== EXERCISE TASKS ==
**A)** Decide whether each statement below agrees with the conveyor belt architecture description, and support each yes or no by quoting the words of the description that settle it.
(i) The Metadata is sent to the AI together with the dialogue text.
(ii) The size of the text chunks is set by the user.
(iii) After the AI returns the translated JSON, the system re-sorts it by ID.
**B)** Carry the conveyor belt architecture description forward from the point where it ends.

*** Opening of PAGE EXTRACT ***

How It Works: The "Conveyor Belt" Architecture

The system's data flow is designed for maximum safety and efficiency, mirroring an industrial conveyor belt.

Deconstruction: The input SRT file is precisely disassembled into two distinct components: Metadata (timestamps) and Data (dialogue text).
Refinement: The Metadata is securely stored locally. Only the pure text data proceeds to the next stage, preventing any possibility of metadata corruption by the AI.
Batch Processing: The text is grouped into manageable chunks according to the user-defined size. These chunks are then formatted into a strict JSON structure using the ID Anchoring protocol.
Reassembly: Once the AI returns the translated JSON, the system validates its integrity, re-sorts it by ID, and meticulously reassembles it with the original, untouched Metadata to produce the final, perfectly synchronized subtitle file.

*** Close of PAGE EXTRACT ***
*** Opening of RECORDS SUPPLIED ***

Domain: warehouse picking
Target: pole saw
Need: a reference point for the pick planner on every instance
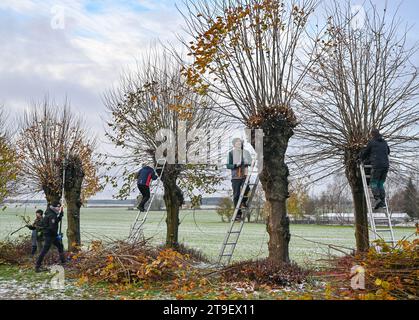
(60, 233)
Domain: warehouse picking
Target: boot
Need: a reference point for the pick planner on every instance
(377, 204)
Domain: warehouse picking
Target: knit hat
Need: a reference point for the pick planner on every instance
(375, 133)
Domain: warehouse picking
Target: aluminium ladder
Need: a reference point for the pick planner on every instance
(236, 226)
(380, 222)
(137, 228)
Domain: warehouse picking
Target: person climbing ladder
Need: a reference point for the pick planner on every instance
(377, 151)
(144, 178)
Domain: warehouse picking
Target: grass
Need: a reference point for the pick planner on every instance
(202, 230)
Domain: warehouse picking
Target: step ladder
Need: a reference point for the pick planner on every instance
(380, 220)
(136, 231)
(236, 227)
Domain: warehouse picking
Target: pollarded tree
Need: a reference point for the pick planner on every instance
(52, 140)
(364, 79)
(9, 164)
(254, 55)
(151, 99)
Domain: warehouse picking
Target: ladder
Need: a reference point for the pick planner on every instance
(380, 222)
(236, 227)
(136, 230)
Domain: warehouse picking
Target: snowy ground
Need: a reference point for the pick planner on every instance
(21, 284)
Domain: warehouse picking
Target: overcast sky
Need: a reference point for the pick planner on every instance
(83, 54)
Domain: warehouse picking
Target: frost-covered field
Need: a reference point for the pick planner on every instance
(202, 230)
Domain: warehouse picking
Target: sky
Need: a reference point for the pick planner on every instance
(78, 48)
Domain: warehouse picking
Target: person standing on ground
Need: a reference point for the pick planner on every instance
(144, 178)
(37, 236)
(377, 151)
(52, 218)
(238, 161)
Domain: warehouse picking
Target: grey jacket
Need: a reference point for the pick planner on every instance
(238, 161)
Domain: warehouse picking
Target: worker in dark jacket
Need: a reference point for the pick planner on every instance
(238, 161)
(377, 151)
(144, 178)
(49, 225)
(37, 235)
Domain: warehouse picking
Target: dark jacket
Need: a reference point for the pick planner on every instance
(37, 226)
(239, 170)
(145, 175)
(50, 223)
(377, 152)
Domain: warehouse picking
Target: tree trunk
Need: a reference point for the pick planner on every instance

*** Close of RECORDS SUPPLIED ***

== OUTPUTS IN ORDER ==
**A)**
(i) No: "Only the pure text data proceeds to the next stage, preventing any possibility of metadata corruption by the AI."
(ii) Yes: "grouped into manageable chunks according to the user-defined size."
(iii) Yes: "the system validates its integrity, re-sorts it by ID".

**B)**
Core Technology: The AI Communication Protocol

The Breakthrough Solution: "ID Anchoring" with Forced JSON Mode

Our protocol neutralizes the LLM's tendency to alter text structure by combining a logical data structure with a strict API-level command.

ID Anchoring: Enforcing Structural Invariance

Instead of sending a simple list of strings, which the AI might interpret as a single, malleable block of text, we send an array of objects. Each object is "anchored" with a unique, sequential id.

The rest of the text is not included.